*INSTRUCTIONS TO FOLLOW*. Retype each of the entries below word for word, leaving out the pictures.

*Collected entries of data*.
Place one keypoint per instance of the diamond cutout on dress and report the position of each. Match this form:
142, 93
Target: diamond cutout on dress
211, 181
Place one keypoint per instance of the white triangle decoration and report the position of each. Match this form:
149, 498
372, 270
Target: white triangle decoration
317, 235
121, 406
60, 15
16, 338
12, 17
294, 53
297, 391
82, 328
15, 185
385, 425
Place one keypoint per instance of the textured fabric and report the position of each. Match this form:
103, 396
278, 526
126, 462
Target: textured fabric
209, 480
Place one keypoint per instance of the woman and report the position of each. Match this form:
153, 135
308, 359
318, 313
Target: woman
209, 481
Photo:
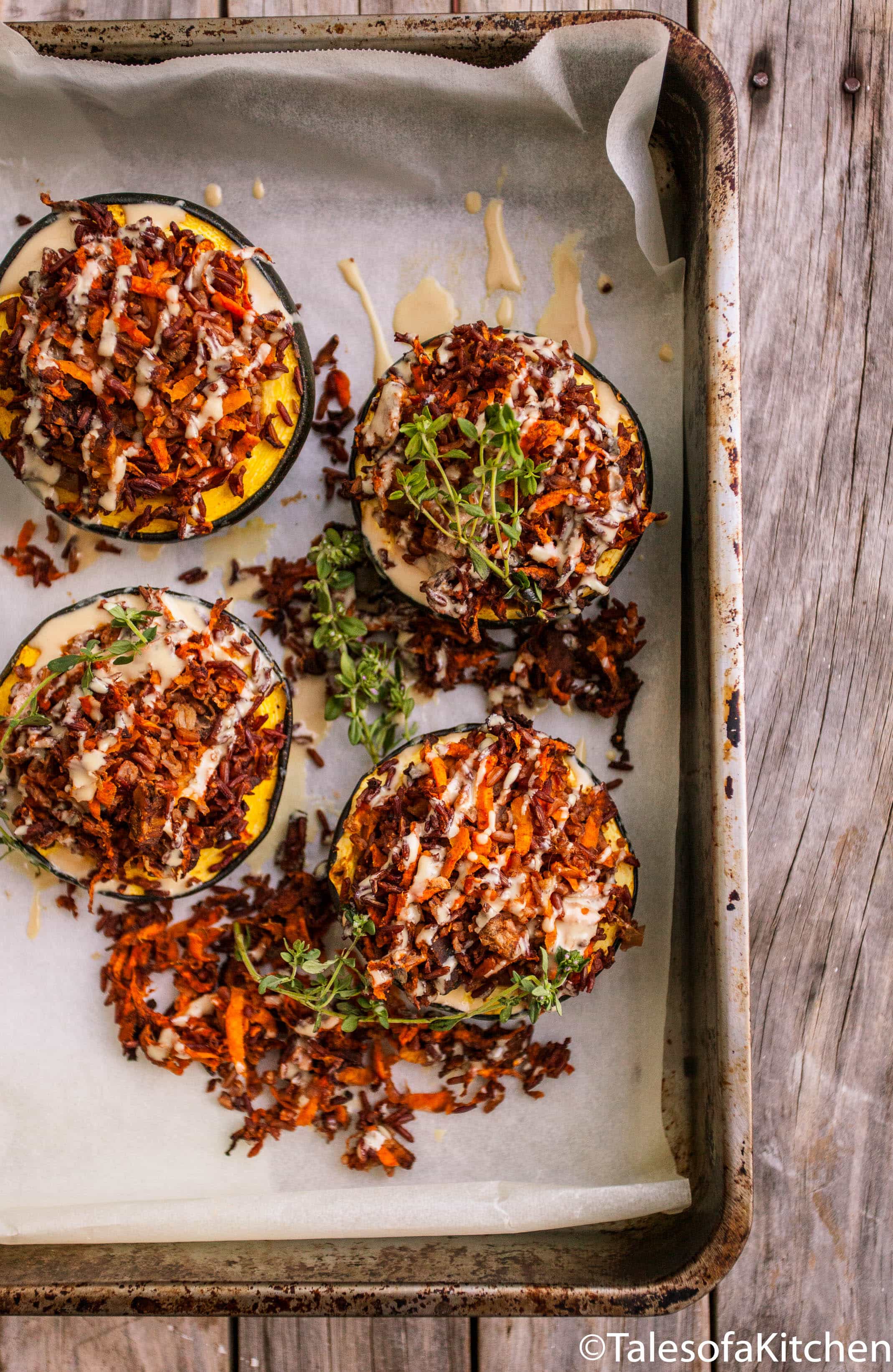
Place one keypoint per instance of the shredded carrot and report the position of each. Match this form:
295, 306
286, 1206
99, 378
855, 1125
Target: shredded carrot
357, 1076
223, 302
80, 374
459, 848
182, 389
523, 828
546, 501
160, 449
132, 330
485, 806
246, 444
143, 286
438, 771
235, 401
592, 832
235, 1025
435, 1102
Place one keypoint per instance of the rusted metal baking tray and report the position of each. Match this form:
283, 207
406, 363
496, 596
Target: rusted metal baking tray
665, 1261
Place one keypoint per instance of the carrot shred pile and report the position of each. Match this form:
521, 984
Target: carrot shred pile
136, 364
261, 1051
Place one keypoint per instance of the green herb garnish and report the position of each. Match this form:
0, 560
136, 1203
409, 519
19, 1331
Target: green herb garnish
338, 987
368, 674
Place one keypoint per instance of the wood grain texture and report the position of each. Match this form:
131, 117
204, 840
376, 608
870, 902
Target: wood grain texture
818, 302
113, 1345
556, 1345
354, 1345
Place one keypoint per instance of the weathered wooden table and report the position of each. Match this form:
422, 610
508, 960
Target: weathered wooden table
818, 313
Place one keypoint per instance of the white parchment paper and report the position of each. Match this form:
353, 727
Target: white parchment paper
365, 155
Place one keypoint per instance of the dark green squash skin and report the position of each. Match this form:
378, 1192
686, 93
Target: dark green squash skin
302, 352
527, 621
396, 752
282, 763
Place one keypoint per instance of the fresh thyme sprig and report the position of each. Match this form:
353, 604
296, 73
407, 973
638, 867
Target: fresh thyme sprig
368, 674
338, 987
135, 622
469, 514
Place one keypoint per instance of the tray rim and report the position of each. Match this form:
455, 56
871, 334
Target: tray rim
154, 40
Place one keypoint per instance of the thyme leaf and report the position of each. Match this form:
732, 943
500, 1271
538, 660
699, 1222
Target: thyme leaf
370, 675
338, 987
481, 512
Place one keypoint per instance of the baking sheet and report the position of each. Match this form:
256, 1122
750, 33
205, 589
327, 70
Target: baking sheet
365, 155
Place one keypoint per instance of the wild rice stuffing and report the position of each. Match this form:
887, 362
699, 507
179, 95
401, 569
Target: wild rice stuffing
135, 365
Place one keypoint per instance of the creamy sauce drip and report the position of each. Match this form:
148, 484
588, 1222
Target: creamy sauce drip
502, 274
409, 577
426, 312
582, 910
160, 658
383, 359
566, 314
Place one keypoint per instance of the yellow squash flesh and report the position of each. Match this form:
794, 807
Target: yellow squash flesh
259, 800
264, 459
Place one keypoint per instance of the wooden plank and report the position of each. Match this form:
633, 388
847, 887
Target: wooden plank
818, 307
317, 1345
146, 1344
566, 1345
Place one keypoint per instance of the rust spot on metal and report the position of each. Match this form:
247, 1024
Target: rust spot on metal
732, 710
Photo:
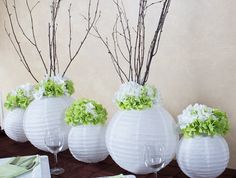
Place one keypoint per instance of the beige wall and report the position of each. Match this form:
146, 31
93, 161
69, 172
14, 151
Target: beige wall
196, 62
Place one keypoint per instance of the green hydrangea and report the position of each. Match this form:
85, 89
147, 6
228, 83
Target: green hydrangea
53, 86
20, 98
216, 124
85, 112
132, 96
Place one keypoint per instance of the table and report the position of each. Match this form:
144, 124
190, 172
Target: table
76, 169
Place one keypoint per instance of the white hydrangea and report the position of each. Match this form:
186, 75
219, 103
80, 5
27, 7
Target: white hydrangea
193, 112
39, 94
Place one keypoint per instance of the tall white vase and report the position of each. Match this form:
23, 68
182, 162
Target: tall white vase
44, 114
87, 143
203, 157
129, 131
13, 125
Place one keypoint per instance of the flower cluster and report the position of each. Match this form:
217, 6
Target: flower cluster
202, 120
53, 86
86, 112
131, 95
20, 97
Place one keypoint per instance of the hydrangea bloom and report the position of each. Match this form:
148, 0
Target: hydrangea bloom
202, 120
86, 112
131, 95
20, 97
53, 86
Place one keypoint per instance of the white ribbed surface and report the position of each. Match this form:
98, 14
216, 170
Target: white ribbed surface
203, 157
87, 143
129, 131
13, 125
46, 114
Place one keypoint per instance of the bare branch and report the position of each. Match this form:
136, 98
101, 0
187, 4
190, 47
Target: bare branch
90, 25
70, 35
17, 46
136, 57
35, 44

*COMPLETED TASK*.
Place one keypoint per instance of the diamond cutout on dress and report the position of each. Match this form:
142, 93
Target: diamond cutout on dress
211, 181
Place one keypoint per instance of the white triangle decoration and report the position of each. Match this form:
149, 498
372, 270
Target: white triangle decoration
317, 235
121, 406
60, 15
16, 338
12, 17
294, 53
297, 391
82, 328
15, 185
385, 425
Place one keypoint per instance of the textured fabric and report the position of each. Match this form:
103, 396
278, 526
126, 462
Target: textured fabric
209, 480
Place one keypoint per instance of the woman and report the position of each. Match this form:
153, 135
308, 359
318, 313
Target: woman
209, 481
Photo:
Place one keypoint per instance of the shredded carrot and report the position of each. Match this form:
295, 306
286, 1206
99, 378
855, 1125
Target: shredded carrot
357, 1076
223, 302
80, 374
459, 848
182, 389
523, 828
546, 501
160, 449
132, 330
485, 806
246, 444
143, 286
438, 771
235, 401
592, 832
235, 1025
435, 1102
Place one keypoint per instance of the rusted metal baking tray and report the position of each. Match this form:
283, 207
406, 363
496, 596
Target: rusted metal baking tray
665, 1261
Place one keypoint per instance of the carrot shred pile and report the position of each. Match this form:
521, 984
Target: carrot shred pile
136, 364
261, 1051
Place one keypoint per instance of the green herb garnish and report the position of each. Match this form:
0, 560
136, 1203
409, 519
19, 1331
Target: green herb garnish
338, 987
368, 674
Place one keypoint per instance of the wood grain texture and report the position of each. Match this form:
131, 117
204, 840
376, 608
870, 902
Target: wood grain texture
818, 302
113, 1345
556, 1345
354, 1345
Place one keypoint per instance of the weathered wooden table and report the position of each. Match this form:
422, 610
508, 960
Target: weathered wooden table
818, 313
Place one keypoint per instance of the white parchment paper and report the position of each. Match this form:
353, 727
Target: white parchment paper
365, 155
Place one keypoint per instance of the dark green squash skin and report the position of each. Match this form:
378, 1192
686, 93
Target: dark green squash skin
302, 352
527, 621
396, 752
282, 763
Place one keypoint per instance of the fresh thyme sprig and report the position of each. Match this form:
353, 604
296, 73
407, 973
638, 867
Target: fresh thyme sprig
368, 674
338, 987
135, 622
469, 514
Place one keypoint per instance of the tray rim and report the position of each. Match this form:
455, 56
871, 334
Target: tray rim
154, 40
Place one keypoint per instance of the thyme leaf and report the position of each. Match this form:
732, 943
500, 1271
538, 660
699, 1222
Target: thyme leaf
370, 675
338, 987
481, 512
Place one keypoint per instance of the baking sheet and report the position of each. Match this form:
256, 1122
750, 33
205, 589
327, 70
Target: baking sheet
365, 155
Place one keypoint per instance of the wild rice stuffing and report the position of each. Match this form:
887, 362
699, 507
179, 95
401, 569
Target: wild rice stuffing
135, 365
Place one keypoint per instance of the creamy sauce drip and report the position of each. Match this form:
148, 484
588, 1222
Target: creamy sauce drip
502, 274
409, 577
426, 312
582, 910
160, 658
383, 359
566, 314
Place one keypoint per instance of the yellow squash flesh and report the position of each. Match this form:
794, 807
Target: yellow squash flesh
259, 800
264, 459
Place one keypoint per instance of the wooden plank and report the position of each. Match this form:
633, 388
847, 887
Target: wooden plank
818, 307
317, 1345
146, 1344
566, 1345
Place one keypoint per instance of the rust spot on metal and report the position of each. Match this form:
247, 1024
Target: rust spot on metal
732, 710
Photo:
Place one keypoint per instance of the beige wall and report the position of each. Match this form:
146, 31
93, 161
69, 172
14, 151
Target: beige wall
196, 62
Place one keypoint per instance of the green hydrangea and report the position of each. Match this form:
85, 89
147, 6
228, 83
Target: green hydrangea
53, 86
20, 98
216, 124
85, 112
132, 96
Place one keypoint per instance of the table and report the position of each. Match this form:
144, 124
190, 172
Target: table
76, 169
Place one keypoint per instance of the white hydrangea and report the position of each. Match this form:
186, 75
219, 103
80, 5
27, 7
Target: white hydrangea
193, 112
39, 94
Place one keypoint per instance of the tall white vase and report the position of each. Match this form:
23, 68
182, 162
Target: tall white vase
44, 114
87, 143
203, 157
129, 131
13, 125
Place one keypoint per instance of the flower cluster and report the position of each. Match this form:
217, 6
Target: flower cluster
202, 120
53, 86
86, 112
131, 95
20, 97
Place one keypoint per instance of the hydrangea bloom and report the position of each. Match this form:
148, 0
Target: hydrangea bloom
202, 120
86, 112
131, 95
20, 97
53, 86
Place one keypoint per instance of the white ribbed surface and report the position of each. Match this form:
98, 14
216, 170
Target: white ribbed surface
203, 157
87, 143
129, 131
13, 125
46, 114
Place one keypoint per instance of the bare branch and report the position of each. Match this form:
136, 98
101, 0
187, 4
190, 47
Target: bare branch
90, 25
70, 35
17, 46
136, 57
35, 44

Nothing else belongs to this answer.